→ **Brief**: In the pull request discussion, what line should be added to the description of the final commit?

→ **Excerpt to read**:
+--

This PR is to handle the case where there is a timeout when trying to access the health check endpoint

AObuchow · 2024-10-07T21:40:16Z

@AObuchow I think you're thinking about this case, where the health check endpoint is accessible, but a 502 is returned:

devworkspace-operator/controllers/workspace/devworkspace_controller.go

Lines 497 to 501 in 533d1f0

if !serverReady {

reqLogger.Info("Main URL server not ready", "status-code", serverStatusCode)

reconcileStatus.setConditionFalse(dw.DevWorkspaceReady, "Waiting for editor to start")

return reconcile.Result{RequeueAfter: 1 * time.Second}, nil

}

This PR is to handle the case where there is a timeout when trying to access the health check endpoint

@dkwon17 thank you for the confirmation, yes you're right - I believe that's the case I was thinking about.

batleforc · 2024-10-08T04:31:51Z

Hi @AObuchow @dkwon17 ,
Didn't have time to try it yet (was pretty late), I will try to set it up in both instance that encounter the problem during the following day and will come back to you as fast as possible.

AObuchow

@batleforc this looks just about good to me to merge 😁 Thank you so much for your contribution.

One last request: Could you please re-organize your commits from this PR?
Here are my suggestions:

Squash all 3 of your commits into a single commit, as they are all iterations on the change introduced from this PR
Change the final commit message to feat: queue workspace reconcile if workspace health check encounters an error. In the description, add a fix #1325.

The final commit message should ressemble something like:

feat: queue workspace reconcile if workspace health check encounters an error

fix #1325

Signed-off-by: Max batleforc <[email protected]>

AObuchow · 2024-10-08T19:18:20Z

Hi @AObuchow @dkwon17 , Didn't have time to try it yet (was pretty late), I will try to set it up in both instance that encounter the problem during the following day and will come back to you as fast as possible.

Sounds great to me :) I hope this resolves your issue. FWIW: This PR is approved and can be merged (after my final request on cleaning up the commit log) :)

+--

→ **Collected data**:
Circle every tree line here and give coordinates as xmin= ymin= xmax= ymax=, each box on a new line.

+--

→ **Result**: fix #1325